(GIVEN PROBLEM 1): From the records below, keep only the lines that contain the word "door", and copy each of those lines.

(PASSAGE):
◇ ◇ ◇ ◇ ◇ ◇ ◇

Check that the file you plan to open is present in the folder that R is currently working in
Check for correct spelling (e.g. co2_good.csv instead of CO2_good.csv)

32 / 124

Importing Data

Import data into R using read.csv():

CO2 <- read.csv("data/co2_good.csv", header=TRUE)

Note that this will:

Create a new object in R called CO2;
The file name is written within quotation marks ('file' or "file");
If you needed to fetch the file name from another directory that is not yours, you would have to write the full extension (e.g., "C:/Users/Mario/Downloads/co2_good.csv")
header=TRUE tells R that the first line of your dataset contains column names

33 / 124

Importing Data

Recall to find out what arguments the function requires, use help “?” I

?read.csv

Note that if your operating system or CSV editor (e.g. Excel) is in French, you may have to use read.csv2()

?read.csv2

34 / 124

Importing Data

Notice that RStudio now provides information on the CO2 data in your workspace.

The workspace refers to all the objects that you create during an R session.

35 / 124

Inspecting the data

R Command	Action
`CO2`	look at the whole dataframe
`view(CO2)`	look data as a spreadsheet
`head(CO2)`	look at the first few rows
`tail(CO2)`	look at the last few rows
`names(CO2)`	names of the columns in the dataframe
`attributes(CO2)`	attributes of the dataframe
`dim(CO2)`	dimensions of the dataframe
`ncol(CO2)`	number of columns
`nrow(CO2)`	number of rows
`summary(CO2)`	basic statistics for each variables

NOTE These functions could also be used with other objects such as vector, matrix, list, array, etc.

36 / 124

Inspecting the data

str(CO2)
# 'data.frame':    84 obs. of  5 variables:
#  $ Plant    : chr  "Qn1" "Qn1" "Qn1" "Qn1" ...
#  $ Type     : chr  "Quebec" "Quebec" "Quebec" "Quebec" ...
#  $ Treatment: chr  "nonchilled" "nonchilled" "nonchilled" "nonchilled" ...
#  $ conc     : int  95 175 250 350 500 675 1000 95 175 250 ...
#  $ uptake   : num  16 30.4 34.8 37.2 35.3 39.2 39.7 13.6 27.3 37.1 ...

This shows the structure of the dataframe. Very useful to check data type (mode) of all columns to make sure R loaded data properly.

Note: the CO2 dataset includes repeated measurements of CO2 uptake from 6 plants from Quebec and 6 plants from Mississippi at several levels of CO2 concentration. Half the plants of each type were chilled overnight before the experiment was conducted.

◇ ◇ ◇ ◇ ◇ ◇ ◇

(PROVIDED ENTRIES):
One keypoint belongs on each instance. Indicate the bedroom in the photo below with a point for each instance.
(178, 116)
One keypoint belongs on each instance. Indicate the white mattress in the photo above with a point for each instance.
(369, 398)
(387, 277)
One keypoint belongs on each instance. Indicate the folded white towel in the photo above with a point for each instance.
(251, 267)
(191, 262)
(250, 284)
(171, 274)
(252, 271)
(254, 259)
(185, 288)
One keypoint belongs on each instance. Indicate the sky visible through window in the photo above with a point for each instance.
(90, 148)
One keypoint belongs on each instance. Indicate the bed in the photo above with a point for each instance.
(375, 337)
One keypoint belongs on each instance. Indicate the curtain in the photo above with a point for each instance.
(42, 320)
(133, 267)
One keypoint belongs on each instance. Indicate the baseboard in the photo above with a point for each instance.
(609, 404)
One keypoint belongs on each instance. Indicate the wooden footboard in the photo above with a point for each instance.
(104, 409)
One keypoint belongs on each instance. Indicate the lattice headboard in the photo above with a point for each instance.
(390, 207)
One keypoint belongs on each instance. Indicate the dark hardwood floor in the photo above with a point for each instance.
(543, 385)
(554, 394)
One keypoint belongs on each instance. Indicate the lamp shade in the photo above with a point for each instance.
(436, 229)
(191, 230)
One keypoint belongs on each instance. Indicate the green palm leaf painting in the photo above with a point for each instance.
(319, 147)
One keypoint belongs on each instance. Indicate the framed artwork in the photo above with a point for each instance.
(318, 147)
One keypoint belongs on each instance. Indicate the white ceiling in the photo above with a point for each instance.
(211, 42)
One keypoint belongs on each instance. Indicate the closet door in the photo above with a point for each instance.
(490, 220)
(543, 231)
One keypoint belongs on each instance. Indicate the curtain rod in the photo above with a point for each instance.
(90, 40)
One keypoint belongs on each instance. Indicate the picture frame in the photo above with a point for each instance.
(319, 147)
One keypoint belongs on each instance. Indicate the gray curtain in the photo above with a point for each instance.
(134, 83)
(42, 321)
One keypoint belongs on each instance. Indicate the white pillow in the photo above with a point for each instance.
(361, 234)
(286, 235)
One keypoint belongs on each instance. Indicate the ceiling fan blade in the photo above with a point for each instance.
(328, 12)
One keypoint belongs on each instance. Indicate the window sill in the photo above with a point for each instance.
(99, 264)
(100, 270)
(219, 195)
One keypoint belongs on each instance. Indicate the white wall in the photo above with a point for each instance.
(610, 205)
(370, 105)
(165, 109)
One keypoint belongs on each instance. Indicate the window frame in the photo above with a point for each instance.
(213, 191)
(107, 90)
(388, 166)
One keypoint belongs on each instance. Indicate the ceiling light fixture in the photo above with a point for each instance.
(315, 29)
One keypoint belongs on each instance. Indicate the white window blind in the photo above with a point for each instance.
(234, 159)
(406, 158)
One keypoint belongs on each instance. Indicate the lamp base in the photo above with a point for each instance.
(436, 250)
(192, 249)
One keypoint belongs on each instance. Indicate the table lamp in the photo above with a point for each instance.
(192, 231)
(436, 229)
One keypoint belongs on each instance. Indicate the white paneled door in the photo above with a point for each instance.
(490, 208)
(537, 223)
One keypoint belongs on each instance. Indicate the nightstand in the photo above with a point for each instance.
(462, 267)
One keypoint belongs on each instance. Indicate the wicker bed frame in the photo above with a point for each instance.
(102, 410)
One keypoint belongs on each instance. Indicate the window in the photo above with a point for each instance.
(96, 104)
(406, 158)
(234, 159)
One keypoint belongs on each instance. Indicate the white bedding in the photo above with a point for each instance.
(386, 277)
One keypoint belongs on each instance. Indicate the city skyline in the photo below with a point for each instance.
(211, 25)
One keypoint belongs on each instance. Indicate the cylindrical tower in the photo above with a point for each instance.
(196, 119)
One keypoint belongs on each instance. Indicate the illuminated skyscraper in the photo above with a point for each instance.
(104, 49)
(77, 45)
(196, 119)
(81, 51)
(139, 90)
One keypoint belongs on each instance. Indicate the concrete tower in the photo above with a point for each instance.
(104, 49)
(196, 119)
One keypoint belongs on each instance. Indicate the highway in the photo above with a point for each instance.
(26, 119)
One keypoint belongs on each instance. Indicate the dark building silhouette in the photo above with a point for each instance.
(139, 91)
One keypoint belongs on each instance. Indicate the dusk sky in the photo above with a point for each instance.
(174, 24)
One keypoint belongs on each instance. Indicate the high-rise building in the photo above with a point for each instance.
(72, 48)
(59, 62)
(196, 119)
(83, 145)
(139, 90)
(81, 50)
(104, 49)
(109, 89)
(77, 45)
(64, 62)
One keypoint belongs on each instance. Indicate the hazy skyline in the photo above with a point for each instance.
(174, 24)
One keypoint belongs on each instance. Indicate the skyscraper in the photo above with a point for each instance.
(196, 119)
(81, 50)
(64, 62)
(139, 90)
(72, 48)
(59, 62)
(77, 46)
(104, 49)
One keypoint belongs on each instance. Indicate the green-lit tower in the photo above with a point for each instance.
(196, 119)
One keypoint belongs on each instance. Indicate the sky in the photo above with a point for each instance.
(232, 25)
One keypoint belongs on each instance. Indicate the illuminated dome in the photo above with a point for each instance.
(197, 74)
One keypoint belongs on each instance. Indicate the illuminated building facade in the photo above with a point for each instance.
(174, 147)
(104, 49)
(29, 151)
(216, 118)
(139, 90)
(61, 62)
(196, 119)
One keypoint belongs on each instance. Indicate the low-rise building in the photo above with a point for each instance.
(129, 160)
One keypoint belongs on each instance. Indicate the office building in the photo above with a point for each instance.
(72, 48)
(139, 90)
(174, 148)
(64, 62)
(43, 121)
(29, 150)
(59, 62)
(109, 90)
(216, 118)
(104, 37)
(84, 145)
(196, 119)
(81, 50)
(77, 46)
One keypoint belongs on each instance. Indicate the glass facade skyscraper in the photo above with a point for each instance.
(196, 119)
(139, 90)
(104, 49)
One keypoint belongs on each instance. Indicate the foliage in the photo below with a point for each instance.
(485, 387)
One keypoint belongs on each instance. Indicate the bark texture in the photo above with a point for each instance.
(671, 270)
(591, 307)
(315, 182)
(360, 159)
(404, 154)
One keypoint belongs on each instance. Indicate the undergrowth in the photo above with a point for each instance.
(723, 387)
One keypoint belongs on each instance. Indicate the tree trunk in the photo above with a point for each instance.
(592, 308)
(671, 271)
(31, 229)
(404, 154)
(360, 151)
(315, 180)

◇ ◇ ◇ ◇ ◇ ◇ ◇

(GIVEN PROBLEM 2): Put this sentence from the R data-import notes above into Spanish: "The workspace refers to all the objects that you create during an R session."

(REPLY 1):
One keypoint belongs on each instance. Indicate the closet door in the photo above with a point for each instance.
One keypoint belongs on each instance. Indicate the white paneled door in the photo above with a point for each instance.

(REPLY 2): El espacio de trabajo se refiere a todos los objetos que creas durante una sesión de R.